● SUPPLIED PASSAGE
Written by our Founder and CEO, our Celebrations Pulse Sunday Letters aim to engage with our community. From sharing stories to welcoming your ideas, we want to help you to express, connect, and celebrate the important people in your life.
Thanksgiving marked the beginning of the end-of-year holidays, a season filled with celebrations and re-connecting with family and friends. For some, it’s an exciting and joyous time. For others, not as much.
Simple events like family get-togethers can trigger a wide range of emotions. You might be delighted to see your aunt again but angered by her questions into your personal life. Or you might be frustrated by a cousin who doesn’t share your political views. Even the season itself – with long winter nights – can contribute to and exacerbate feelings of loneliness.
We spoke to members of our Connectivity Council for their thoughts on the holidays and asked them for advice on how best to handle difficult situations. We wanted to share some of their wisdom with you.
Difficult holiday conversations
Dr. Chloe Carmichael, a clinical psychologist, provided us with tips on coping with “difficult” family members or conversations that may arise during holiday celebrations. She notes, that sometimes, rescheduling those conversations for another time, away from other family members and after festivities, is the best course of action.
Keep in mind that when you offer to reschedule a difficult conversation, the other person who brought up the topic may be feeling rejected. Sometimes, an awkward silence follows. That’s why it’s important that you validate the other person’s concerns and remind them that you know they care.

● Stored data entries
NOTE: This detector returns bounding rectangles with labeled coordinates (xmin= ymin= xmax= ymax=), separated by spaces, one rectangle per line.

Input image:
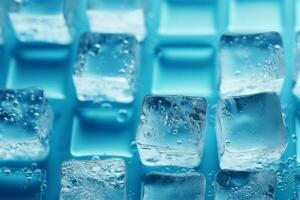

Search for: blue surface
xmin=0 ymin=0 xmax=300 ymax=200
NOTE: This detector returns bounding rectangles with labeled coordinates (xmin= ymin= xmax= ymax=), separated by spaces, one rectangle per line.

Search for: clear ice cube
xmin=216 ymin=93 xmax=287 ymax=170
xmin=143 ymin=172 xmax=205 ymax=200
xmin=0 ymin=167 xmax=47 ymax=200
xmin=219 ymin=32 xmax=285 ymax=96
xmin=73 ymin=33 xmax=138 ymax=103
xmin=60 ymin=159 xmax=126 ymax=200
xmin=215 ymin=171 xmax=276 ymax=200
xmin=136 ymin=95 xmax=207 ymax=167
xmin=6 ymin=0 xmax=71 ymax=45
xmin=87 ymin=0 xmax=146 ymax=41
xmin=293 ymin=32 xmax=300 ymax=97
xmin=0 ymin=88 xmax=53 ymax=161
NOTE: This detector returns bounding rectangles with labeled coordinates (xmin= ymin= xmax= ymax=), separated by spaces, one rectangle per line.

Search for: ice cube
xmin=293 ymin=32 xmax=300 ymax=97
xmin=60 ymin=158 xmax=126 ymax=200
xmin=215 ymin=171 xmax=276 ymax=200
xmin=219 ymin=32 xmax=285 ymax=96
xmin=0 ymin=167 xmax=47 ymax=200
xmin=87 ymin=0 xmax=146 ymax=41
xmin=73 ymin=32 xmax=138 ymax=103
xmin=0 ymin=88 xmax=53 ymax=161
xmin=6 ymin=0 xmax=71 ymax=44
xmin=136 ymin=95 xmax=207 ymax=167
xmin=216 ymin=92 xmax=287 ymax=171
xmin=143 ymin=172 xmax=205 ymax=200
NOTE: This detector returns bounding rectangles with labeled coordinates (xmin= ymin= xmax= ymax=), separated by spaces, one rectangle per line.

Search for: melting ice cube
xmin=143 ymin=172 xmax=205 ymax=200
xmin=136 ymin=95 xmax=207 ymax=167
xmin=0 ymin=88 xmax=53 ymax=161
xmin=216 ymin=93 xmax=287 ymax=171
xmin=219 ymin=32 xmax=285 ymax=96
xmin=60 ymin=159 xmax=126 ymax=200
xmin=73 ymin=33 xmax=138 ymax=103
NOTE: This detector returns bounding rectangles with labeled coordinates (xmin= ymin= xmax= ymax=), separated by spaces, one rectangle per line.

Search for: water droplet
xmin=3 ymin=168 xmax=11 ymax=176
xmin=117 ymin=109 xmax=129 ymax=123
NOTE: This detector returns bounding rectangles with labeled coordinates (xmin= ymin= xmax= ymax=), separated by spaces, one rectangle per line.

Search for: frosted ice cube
xmin=215 ymin=171 xmax=276 ymax=200
xmin=136 ymin=95 xmax=207 ymax=167
xmin=216 ymin=93 xmax=287 ymax=171
xmin=87 ymin=0 xmax=146 ymax=41
xmin=73 ymin=33 xmax=138 ymax=103
xmin=293 ymin=32 xmax=300 ymax=97
xmin=7 ymin=0 xmax=71 ymax=44
xmin=0 ymin=88 xmax=53 ymax=161
xmin=219 ymin=32 xmax=285 ymax=96
xmin=143 ymin=172 xmax=205 ymax=200
xmin=60 ymin=159 xmax=126 ymax=200
xmin=0 ymin=167 xmax=47 ymax=200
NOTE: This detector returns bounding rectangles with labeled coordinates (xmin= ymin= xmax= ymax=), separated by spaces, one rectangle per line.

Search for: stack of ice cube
xmin=136 ymin=95 xmax=207 ymax=167
xmin=0 ymin=88 xmax=53 ymax=161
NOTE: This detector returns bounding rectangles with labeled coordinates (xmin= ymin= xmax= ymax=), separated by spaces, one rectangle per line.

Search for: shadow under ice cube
xmin=136 ymin=95 xmax=207 ymax=167
xmin=142 ymin=172 xmax=205 ymax=200
xmin=0 ymin=88 xmax=53 ymax=161
xmin=216 ymin=93 xmax=287 ymax=171
xmin=215 ymin=171 xmax=276 ymax=200
xmin=73 ymin=32 xmax=138 ymax=103
xmin=60 ymin=158 xmax=126 ymax=200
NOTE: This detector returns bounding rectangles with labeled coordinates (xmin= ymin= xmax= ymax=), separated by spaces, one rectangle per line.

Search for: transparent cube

● DIRECTIONS
A – In the holiday letter, what is Dr. Chloe Carmichael's profession?
B – Continue the holiday letter from its last sentence.
The stored data entries aren't needed here.

● ANSWERS IN ORDER
A – She is a clinical psychologist.

B –
Preparation in these scenarios is key and having a pivot topic readily available can smooth things over. The best pivot topics are neutral and show an active interest in the other person’s life.
For example, if you know mom is going to badger you about your relationship status, you might respond, “Mom, I am grateful that you care about me and my happiness, but can we discuss my relationship status after Christmas? I know you joined a book club recently, how has that been going?”
And of course, many of us have a family member who is notoriously unpleasant. This person may resort to name-calling or ridiculing others. The good news is you can plan a response since toxic people have a pattern of disrespect. Identifying people who could be allies in advance of any unpleasant interaction can also help. Have a key word, phrase or gesture that lets them know you need their support or to be removed from the situation. Don’t be afraid to schedule “me” time to go for a walk or catch up with a friend.
Using the holidays as an opportunity to connect and reconnect
Jim looks at the holidays as an opportunity to connect with others. The holidays are a chance to reach out to friends, colleagues, and distant family members. You can send a card, text, email or call. You have the power to make someone’s holiday season special.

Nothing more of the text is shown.